--- PROVIDED INFORMATION Enclosed Below ---

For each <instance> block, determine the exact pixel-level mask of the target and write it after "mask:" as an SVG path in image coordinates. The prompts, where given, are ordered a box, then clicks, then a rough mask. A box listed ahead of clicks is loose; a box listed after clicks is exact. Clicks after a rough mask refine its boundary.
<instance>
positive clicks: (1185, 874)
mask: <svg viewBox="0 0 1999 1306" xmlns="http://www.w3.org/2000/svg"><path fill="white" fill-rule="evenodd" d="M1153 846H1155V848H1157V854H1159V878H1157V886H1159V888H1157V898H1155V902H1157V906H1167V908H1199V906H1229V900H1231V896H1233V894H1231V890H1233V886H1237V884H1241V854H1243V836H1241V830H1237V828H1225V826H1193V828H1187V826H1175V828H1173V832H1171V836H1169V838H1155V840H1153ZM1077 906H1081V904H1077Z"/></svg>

--- End of Enclosed PROVIDED INFORMATION ---
--- PROVIDED INFORMATION Enclosed Below ---

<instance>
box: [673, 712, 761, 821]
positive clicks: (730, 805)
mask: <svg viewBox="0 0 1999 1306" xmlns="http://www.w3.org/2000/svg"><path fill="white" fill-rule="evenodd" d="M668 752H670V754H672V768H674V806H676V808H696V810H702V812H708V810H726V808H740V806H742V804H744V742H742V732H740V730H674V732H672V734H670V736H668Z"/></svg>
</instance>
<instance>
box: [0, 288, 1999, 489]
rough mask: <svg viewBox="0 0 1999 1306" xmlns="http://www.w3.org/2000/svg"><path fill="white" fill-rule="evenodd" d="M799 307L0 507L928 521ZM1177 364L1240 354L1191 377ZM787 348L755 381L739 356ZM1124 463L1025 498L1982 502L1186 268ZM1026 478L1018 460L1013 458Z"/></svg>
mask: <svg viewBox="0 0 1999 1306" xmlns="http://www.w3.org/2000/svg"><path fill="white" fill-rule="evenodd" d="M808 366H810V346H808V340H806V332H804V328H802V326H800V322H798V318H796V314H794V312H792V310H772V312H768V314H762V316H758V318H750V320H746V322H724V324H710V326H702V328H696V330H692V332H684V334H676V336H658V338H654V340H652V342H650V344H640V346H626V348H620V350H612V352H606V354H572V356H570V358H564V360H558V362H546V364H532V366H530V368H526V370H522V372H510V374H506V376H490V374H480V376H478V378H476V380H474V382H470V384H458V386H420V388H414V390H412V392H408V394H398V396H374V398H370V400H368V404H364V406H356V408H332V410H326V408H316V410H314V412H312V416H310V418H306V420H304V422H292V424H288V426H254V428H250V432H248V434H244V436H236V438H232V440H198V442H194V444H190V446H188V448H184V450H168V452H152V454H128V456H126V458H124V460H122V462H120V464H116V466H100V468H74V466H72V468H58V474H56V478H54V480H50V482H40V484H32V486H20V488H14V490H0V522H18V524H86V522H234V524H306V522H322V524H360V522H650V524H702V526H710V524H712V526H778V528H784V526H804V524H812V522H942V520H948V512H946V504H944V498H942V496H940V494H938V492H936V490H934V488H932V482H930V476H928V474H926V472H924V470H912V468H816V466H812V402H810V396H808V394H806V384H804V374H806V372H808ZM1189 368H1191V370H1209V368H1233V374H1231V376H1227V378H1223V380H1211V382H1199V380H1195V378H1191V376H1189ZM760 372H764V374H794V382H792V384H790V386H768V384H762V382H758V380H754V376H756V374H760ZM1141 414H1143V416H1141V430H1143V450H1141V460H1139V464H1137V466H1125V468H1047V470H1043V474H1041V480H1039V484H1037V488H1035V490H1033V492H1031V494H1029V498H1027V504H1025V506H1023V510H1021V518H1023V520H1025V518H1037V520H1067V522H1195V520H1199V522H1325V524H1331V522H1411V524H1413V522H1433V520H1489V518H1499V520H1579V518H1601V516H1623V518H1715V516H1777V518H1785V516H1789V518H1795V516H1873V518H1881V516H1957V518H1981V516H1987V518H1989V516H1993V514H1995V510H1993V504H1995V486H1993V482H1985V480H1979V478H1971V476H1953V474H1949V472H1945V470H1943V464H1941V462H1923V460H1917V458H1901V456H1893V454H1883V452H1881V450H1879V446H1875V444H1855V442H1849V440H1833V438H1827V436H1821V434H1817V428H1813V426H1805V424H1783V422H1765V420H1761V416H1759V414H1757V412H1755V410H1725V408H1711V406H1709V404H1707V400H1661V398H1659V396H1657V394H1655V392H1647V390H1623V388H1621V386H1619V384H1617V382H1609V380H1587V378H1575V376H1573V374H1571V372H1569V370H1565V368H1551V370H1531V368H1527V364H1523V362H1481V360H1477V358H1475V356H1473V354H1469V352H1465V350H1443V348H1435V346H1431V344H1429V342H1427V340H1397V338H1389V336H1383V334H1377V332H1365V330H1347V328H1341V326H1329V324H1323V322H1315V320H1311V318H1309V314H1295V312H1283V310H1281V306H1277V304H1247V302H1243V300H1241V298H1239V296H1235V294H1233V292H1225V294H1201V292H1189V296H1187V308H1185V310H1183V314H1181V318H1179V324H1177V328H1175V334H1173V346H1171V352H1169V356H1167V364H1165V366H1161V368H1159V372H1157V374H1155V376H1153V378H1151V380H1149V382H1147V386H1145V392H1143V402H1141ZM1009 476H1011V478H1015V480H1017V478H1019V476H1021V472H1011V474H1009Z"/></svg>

--- End of Enclosed PROVIDED INFORMATION ---
--- PROVIDED INFORMATION Enclosed Below ---

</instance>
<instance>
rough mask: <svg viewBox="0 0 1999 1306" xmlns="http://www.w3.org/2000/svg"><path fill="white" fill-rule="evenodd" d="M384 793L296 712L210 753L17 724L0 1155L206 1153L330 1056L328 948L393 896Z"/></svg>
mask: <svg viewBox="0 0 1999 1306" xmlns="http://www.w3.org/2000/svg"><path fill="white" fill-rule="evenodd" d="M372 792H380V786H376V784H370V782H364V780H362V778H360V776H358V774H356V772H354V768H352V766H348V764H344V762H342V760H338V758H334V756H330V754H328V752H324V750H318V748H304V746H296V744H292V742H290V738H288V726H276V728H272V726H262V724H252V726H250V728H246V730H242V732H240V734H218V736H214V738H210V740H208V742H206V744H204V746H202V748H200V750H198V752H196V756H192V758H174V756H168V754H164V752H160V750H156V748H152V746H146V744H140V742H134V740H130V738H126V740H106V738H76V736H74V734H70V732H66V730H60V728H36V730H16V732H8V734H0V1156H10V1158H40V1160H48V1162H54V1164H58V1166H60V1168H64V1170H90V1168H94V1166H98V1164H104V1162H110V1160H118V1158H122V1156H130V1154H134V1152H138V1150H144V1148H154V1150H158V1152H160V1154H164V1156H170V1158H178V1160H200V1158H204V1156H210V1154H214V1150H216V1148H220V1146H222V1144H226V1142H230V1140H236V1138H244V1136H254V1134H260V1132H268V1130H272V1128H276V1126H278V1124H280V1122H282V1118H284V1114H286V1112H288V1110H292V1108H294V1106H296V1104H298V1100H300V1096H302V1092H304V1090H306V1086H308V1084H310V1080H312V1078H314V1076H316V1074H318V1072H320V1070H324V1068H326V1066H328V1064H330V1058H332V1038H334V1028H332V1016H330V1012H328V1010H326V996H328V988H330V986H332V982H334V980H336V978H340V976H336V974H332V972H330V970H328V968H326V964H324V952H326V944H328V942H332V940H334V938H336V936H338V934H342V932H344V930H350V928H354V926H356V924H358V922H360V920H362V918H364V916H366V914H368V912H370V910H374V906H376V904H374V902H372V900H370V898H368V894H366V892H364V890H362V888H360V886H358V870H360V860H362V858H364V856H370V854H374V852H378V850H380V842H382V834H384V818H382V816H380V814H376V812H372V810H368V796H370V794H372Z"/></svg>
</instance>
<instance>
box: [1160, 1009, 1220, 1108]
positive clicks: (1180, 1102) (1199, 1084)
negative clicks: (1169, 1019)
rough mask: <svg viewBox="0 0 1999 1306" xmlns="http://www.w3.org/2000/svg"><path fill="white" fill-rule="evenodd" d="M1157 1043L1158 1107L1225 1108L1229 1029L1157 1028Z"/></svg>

--- End of Enclosed PROVIDED INFORMATION ---

[INSTRUCTION] Find every line in the data above that contains the word "positive", and copy each of those lines in full.

[REPLY]
positive clicks: (1185, 874)
positive clicks: (730, 805)
positive clicks: (1180, 1102) (1199, 1084)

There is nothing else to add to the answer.